*The request*. Could you repeat all of the material below, line for line, without changing a single character?

.....

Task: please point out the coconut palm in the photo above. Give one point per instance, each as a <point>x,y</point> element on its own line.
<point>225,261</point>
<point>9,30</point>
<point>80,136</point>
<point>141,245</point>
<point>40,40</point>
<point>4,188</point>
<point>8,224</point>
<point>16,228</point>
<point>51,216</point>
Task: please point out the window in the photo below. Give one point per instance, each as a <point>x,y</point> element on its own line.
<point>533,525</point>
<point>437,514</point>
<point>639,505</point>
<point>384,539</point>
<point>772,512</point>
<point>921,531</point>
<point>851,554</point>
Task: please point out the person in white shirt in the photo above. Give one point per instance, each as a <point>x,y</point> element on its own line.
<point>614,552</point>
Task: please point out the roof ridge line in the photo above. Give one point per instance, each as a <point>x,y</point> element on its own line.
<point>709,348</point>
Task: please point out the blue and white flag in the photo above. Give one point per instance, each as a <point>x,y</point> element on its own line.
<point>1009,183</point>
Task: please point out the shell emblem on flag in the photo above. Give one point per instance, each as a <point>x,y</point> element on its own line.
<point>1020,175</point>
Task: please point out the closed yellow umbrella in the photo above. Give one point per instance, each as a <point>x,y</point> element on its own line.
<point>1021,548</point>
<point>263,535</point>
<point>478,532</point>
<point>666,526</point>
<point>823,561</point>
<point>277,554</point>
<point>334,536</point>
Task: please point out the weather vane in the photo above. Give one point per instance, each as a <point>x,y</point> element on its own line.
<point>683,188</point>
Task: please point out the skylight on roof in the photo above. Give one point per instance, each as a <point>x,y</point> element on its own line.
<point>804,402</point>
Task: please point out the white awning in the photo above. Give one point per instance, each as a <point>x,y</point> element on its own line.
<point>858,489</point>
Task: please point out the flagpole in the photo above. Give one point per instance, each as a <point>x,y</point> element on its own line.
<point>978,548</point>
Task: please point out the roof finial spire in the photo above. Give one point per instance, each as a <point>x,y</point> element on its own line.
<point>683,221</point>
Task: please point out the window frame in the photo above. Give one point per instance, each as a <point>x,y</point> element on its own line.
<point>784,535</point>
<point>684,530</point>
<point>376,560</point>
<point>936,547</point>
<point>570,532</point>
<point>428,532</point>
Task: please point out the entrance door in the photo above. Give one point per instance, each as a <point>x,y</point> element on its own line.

.....

*Exercise response*.
Task: please point out the coconut palm in the photo above. Give one point per instance, each as a <point>x,y</point> element on its own line.
<point>225,261</point>
<point>9,30</point>
<point>80,136</point>
<point>141,245</point>
<point>40,40</point>
<point>4,188</point>
<point>8,224</point>
<point>16,228</point>
<point>51,216</point>
Task: please point out the window in the photo below. Give one point per instance, each as a <point>x,y</point> element on its own line.
<point>533,525</point>
<point>437,514</point>
<point>639,505</point>
<point>384,539</point>
<point>772,512</point>
<point>921,531</point>
<point>851,554</point>
Task: please point out the person in white shirt in the photo above. Give one point per instance, each as a <point>x,y</point> element on its own line.
<point>614,552</point>
Task: please point out the roof ridge line in the photo above. Give one point per instance, each as a <point>x,y</point> element on its own line.
<point>709,348</point>
Task: please point out the blue and white flag in the photo above. Give one point per instance, each as a <point>x,y</point> element on its own line.
<point>1009,183</point>
Task: please point out the shell emblem on flag in the photo above. Give one point per instance, each as a <point>x,y</point> element on its own line.
<point>1020,175</point>
Task: please point out the closed yellow umbrella in the photo above. Give one point per instance, each as a <point>x,y</point> element on its own line.
<point>1021,548</point>
<point>263,535</point>
<point>478,532</point>
<point>666,526</point>
<point>823,561</point>
<point>277,554</point>
<point>334,536</point>
Task: please point out the weather vane in the photo above. Give one point per instance, each as a <point>x,y</point> element on its own line.
<point>683,188</point>
Task: please point out the skylight on roof in the photo above. Give one point per instance, each as a <point>x,y</point> element on its own line.
<point>804,402</point>
Task: please point out the white awning in the photo above. Give one point per instance, each as a <point>x,y</point> element on its own line.
<point>858,489</point>
Task: please point out the flagpole in the photo above. Give one point per instance, each as a <point>x,y</point> element on its own line.
<point>978,548</point>
Task: please point out the roof finial spire in the photo above. Give one point per instance, each as a <point>x,y</point> element on its own line.
<point>683,221</point>
Task: please point out the window frame in the photo above. Give one point per instance, each as a <point>x,y</point> element on its own line.
<point>784,535</point>
<point>684,530</point>
<point>376,560</point>
<point>936,547</point>
<point>570,532</point>
<point>428,532</point>
Task: please point out the entrance door in the photo above. Give one point per instance, each as a <point>x,y</point> element on its own line.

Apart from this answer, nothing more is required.